**WHAT IS ASKED:** Locate every line in the listing below that contains the word "green" and copy each of those lines. Matching is case-sensitive.
>> START RECORDED DATA
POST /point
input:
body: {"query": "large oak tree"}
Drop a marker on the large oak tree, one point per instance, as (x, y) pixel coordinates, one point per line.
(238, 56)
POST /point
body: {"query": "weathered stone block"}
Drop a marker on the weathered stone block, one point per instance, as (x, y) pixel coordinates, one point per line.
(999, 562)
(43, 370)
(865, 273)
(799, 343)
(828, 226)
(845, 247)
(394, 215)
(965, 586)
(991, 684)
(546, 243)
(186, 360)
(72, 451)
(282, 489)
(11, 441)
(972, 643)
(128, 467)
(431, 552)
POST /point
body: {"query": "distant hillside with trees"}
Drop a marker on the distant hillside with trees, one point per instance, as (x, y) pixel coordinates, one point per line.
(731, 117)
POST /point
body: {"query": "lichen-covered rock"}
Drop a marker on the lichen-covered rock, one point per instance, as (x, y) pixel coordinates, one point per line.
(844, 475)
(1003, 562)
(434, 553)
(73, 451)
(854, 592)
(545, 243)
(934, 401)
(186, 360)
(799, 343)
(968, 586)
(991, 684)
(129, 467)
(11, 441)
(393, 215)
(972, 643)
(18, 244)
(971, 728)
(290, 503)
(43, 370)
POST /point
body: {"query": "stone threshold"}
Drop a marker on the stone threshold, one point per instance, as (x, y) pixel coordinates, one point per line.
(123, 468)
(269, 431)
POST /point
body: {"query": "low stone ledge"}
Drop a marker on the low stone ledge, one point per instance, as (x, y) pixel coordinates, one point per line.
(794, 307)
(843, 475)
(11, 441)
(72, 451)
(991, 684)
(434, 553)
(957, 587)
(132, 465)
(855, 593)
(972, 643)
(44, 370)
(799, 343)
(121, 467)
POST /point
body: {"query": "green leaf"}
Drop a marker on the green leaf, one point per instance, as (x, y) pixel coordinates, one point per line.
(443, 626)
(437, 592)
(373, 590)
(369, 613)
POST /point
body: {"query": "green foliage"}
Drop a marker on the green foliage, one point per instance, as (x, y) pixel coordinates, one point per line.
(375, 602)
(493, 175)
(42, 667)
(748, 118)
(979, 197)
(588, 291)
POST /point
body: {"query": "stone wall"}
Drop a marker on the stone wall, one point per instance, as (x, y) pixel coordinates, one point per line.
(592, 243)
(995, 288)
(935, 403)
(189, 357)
>> END RECORDED DATA
**RESULT OF THE EXERCISE:**
body: {"query": "green leaf"}
Drop a marker on the green leaf, one point per instance, as (x, y) pixel coordinates, one point per line.
body: {"query": "green foliage"}
Drop a marker on the green foliage, one point per instance, as (x, y) pixel coordinates, one point per line.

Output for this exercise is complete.